Jay is an amazingly supportive husband. He knows  how to take care of her. "Dawn do you need a kick start?" -  "yup", so just about every step she took yesterday was initiated by Jay 'kicking' her foot forward.  With Parkinson's her balance and gait are affected. Some days are better than others.

She was in pain, her wrist hurt from holding onto Jay for so long. Her feet were 'on fire.'  Along the way, Dawn changed her shoes 4 times, and once changed socks as she was trying to make her feet comfortable. (Sounding more and more like an Ironman isn't it?).  I would ask "would you like to turn around? or would you like to sit in the wheelchair?"  Emphatic NO was the answer each time.

I saw the look of defeat on her face every time she'd ask for a mileage check. "Ugh, that's it?" (hmmmm again, sound like Ironman?).  We would see looks of pain, of frustration "oh I'm holding everyone up, I'm sure they have something else to do today.".. No Dawn, we don't we are HERE FOR YOU!   Then came the halfway point.  We lined up and cheered.  GIANT SMILE across her face. WOOOHOO I GET TO TURN AROUND :).

+++

» Instructions:
1. In the account of Dawn's walk, how many times did Dawn change her shoes along the way?
2. Write what comes next in the account of Dawn's walk, picking up right after its last sentence.

» Entries shown:

+++

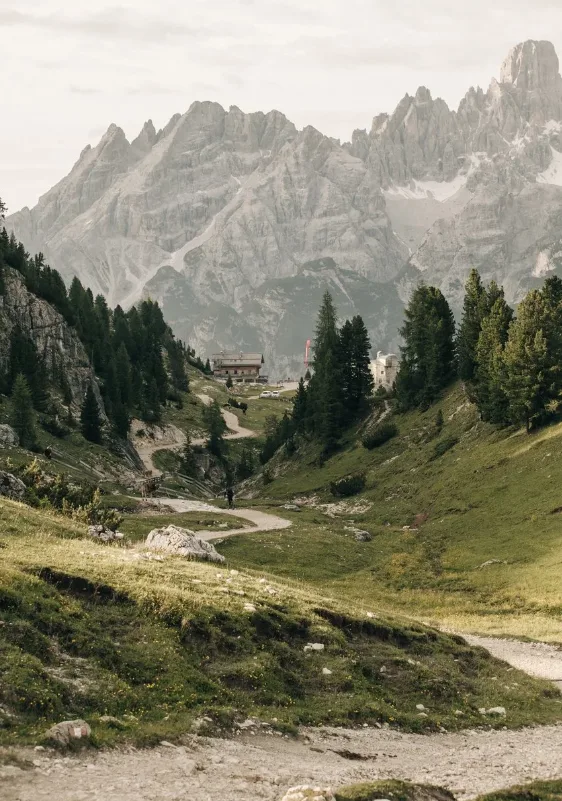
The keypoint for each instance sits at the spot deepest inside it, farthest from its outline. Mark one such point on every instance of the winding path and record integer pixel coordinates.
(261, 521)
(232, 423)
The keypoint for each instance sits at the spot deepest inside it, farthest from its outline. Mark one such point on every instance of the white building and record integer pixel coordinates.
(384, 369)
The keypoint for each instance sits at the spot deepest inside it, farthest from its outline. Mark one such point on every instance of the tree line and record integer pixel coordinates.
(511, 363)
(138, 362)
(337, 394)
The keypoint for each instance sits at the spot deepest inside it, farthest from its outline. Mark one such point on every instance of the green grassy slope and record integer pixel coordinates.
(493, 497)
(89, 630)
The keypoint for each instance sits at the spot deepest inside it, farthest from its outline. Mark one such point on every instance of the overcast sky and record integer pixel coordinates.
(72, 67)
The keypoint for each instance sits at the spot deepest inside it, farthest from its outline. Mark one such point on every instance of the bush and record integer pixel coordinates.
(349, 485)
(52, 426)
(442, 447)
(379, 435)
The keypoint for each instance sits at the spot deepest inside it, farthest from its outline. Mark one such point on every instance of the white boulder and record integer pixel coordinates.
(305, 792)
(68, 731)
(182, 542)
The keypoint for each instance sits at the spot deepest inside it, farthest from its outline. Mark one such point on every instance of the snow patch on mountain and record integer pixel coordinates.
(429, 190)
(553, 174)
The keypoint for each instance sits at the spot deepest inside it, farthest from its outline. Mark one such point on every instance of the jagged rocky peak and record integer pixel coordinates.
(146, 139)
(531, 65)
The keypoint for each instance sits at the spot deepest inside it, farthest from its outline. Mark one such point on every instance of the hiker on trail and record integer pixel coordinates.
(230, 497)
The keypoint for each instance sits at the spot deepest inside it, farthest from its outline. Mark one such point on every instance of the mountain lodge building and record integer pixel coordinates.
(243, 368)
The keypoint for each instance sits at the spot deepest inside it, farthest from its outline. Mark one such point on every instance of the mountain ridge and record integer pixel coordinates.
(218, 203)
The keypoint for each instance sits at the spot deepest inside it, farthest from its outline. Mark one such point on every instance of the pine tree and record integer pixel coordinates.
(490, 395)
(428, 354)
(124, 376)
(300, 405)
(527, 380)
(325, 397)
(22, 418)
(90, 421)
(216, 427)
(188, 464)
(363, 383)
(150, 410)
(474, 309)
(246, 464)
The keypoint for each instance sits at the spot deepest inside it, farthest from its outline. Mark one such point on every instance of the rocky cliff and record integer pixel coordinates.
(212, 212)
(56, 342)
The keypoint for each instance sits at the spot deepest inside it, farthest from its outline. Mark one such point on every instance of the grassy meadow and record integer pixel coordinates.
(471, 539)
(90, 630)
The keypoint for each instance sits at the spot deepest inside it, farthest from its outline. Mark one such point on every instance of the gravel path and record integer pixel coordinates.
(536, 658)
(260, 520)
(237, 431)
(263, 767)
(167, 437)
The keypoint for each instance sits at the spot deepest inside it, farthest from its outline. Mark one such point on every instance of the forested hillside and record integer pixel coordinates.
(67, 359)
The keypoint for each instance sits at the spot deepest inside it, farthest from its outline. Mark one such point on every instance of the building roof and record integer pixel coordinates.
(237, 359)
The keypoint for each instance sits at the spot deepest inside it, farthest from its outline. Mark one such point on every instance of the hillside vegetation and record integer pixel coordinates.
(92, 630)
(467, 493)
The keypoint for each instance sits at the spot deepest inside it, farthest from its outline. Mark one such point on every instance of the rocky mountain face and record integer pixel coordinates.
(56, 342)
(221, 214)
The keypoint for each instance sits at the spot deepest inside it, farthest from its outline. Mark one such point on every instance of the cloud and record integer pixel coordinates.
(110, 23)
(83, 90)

+++

» Answers given:
1. Four times.

2.
  We headed back and I thought she was going to kill me; we joked that she was going to have the bat waiting for me at the end.  She had the option to sit or even ride back in the wheelchair, but refused every time.  She was in pain but the grin that crossed her face when passersby gave a giant high-five was priceless. Everyone, I mean EVERYONE was proud of her for being out there, for trying!

She would ask about a distance check more and more, (again sound like Ironman?).  A few of us would run ahead "look see that bend, the bridge (which was near the car) is around that corner."   She yelled at me once "you said that 5x already with each bend I just see another bend."

She decided she wanted some tunes so put in her iPod, she had a little spring in her step for a bit!  Jay continued by her side, walking sideways while kicking her foot forward.

The day wore on, but I refused to tell her what time it was. We were approaching 7 hours.  We really did make it to the last bend. Kellie, Laura, Angela and Jay stayed with her for the last .1 miles and the rest of us ran to the corner to set up the finish line.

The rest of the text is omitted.